**EXERCISE BRIEF**
Write out the entries again from the line with "segment <item>dry yellow grass</item>" up to and including the line with "[[[884,395],[884,309],[725,293],[653,297],[657,329],[716,392]]]". Switch "straight edges" to "straight segments" and leave everything else unchanged.

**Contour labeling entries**
╭──

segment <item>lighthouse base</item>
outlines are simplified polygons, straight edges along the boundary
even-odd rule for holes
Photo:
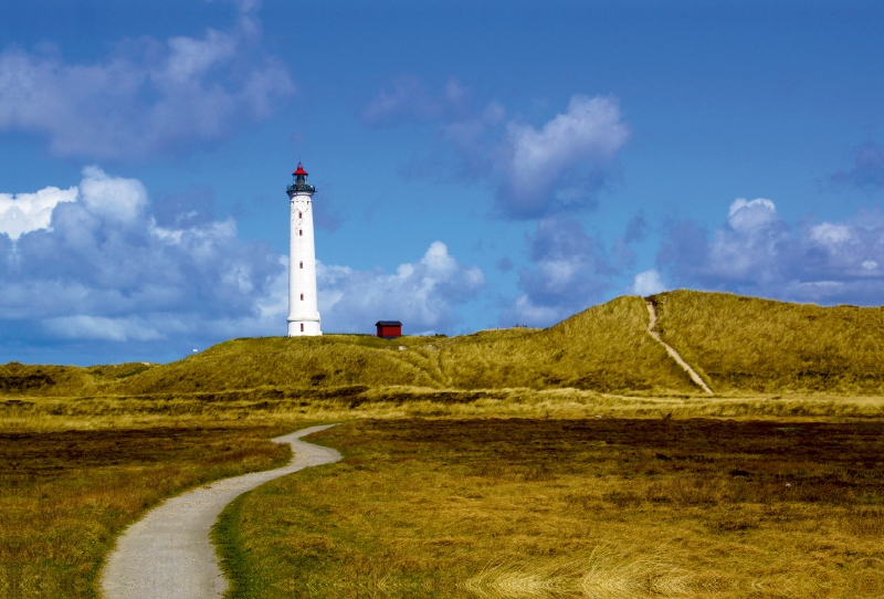
[[[290,337],[316,337],[322,334],[319,320],[288,320]]]

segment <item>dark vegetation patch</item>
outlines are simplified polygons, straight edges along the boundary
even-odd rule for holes
[[[227,514],[240,597],[460,598],[476,580],[495,597],[520,579],[578,597],[588,576],[669,597],[674,572],[677,597],[800,579],[834,598],[881,575],[881,422],[375,420],[317,439],[345,460]]]

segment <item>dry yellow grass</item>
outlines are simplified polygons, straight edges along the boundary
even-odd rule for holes
[[[0,433],[0,597],[96,597],[123,527],[162,498],[264,470],[274,427]]]
[[[231,597],[884,595],[878,422],[360,421],[315,439],[345,461],[222,516]]]
[[[884,395],[884,309],[725,293],[653,297],[657,329],[716,392]]]

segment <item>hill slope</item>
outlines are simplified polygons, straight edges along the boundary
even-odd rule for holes
[[[884,395],[884,309],[675,291],[657,330],[715,392]]]
[[[823,308],[690,291],[650,300],[656,305],[661,338],[716,393],[884,395],[881,308]],[[393,340],[359,335],[232,339],[167,365],[78,368],[12,362],[0,366],[0,395],[256,390],[269,397],[282,391],[346,396],[400,386],[703,395],[648,334],[648,324],[644,301],[624,296],[543,330]]]
[[[642,300],[619,297],[544,330],[394,340],[357,335],[232,339],[150,367],[8,365],[0,369],[0,380],[9,382],[0,392],[128,396],[260,387],[330,391],[352,386],[693,392],[686,375],[650,338],[646,327]]]

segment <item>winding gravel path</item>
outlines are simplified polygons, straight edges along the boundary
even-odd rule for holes
[[[167,500],[129,526],[102,571],[104,599],[208,599],[222,597],[228,581],[218,566],[209,532],[227,504],[252,488],[303,470],[340,460],[340,454],[301,441],[334,427],[311,427],[274,439],[290,443],[294,458],[276,470],[215,481]]]
[[[673,349],[666,341],[660,338],[660,333],[654,330],[654,327],[656,326],[656,311],[654,309],[654,304],[652,304],[651,302],[645,302],[644,304],[648,306],[648,314],[651,316],[651,319],[648,324],[648,333],[651,334],[651,337],[656,339],[656,343],[666,348],[666,354],[669,354],[670,357],[674,359],[685,372],[687,372],[687,376],[691,377],[691,380],[694,381],[694,385],[696,385],[707,393],[713,395],[712,389],[709,389],[709,387],[703,381],[703,379],[699,378],[699,375],[697,375],[696,371],[693,368],[691,368],[691,365],[684,361],[682,357],[678,355],[678,353],[675,351],[675,349]]]

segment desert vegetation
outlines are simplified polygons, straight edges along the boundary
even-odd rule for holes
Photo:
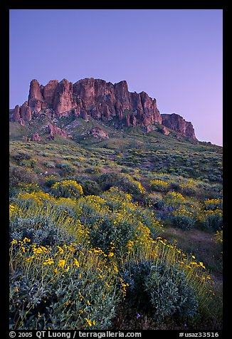
[[[11,329],[221,328],[221,148],[135,133],[10,141]]]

╰──

**WRITTEN ANSWER**
segment <item>dry yellow grass</item>
outlines are simplified polygons, straight segments along the boundary
even-odd rule for holes
[[[0,433],[0,597],[96,597],[123,527],[162,498],[264,470],[274,427]]]
[[[231,597],[884,595],[878,422],[360,421],[315,439],[345,461],[222,516]]]
[[[884,395],[884,309],[725,293],[653,297],[657,329],[716,392]]]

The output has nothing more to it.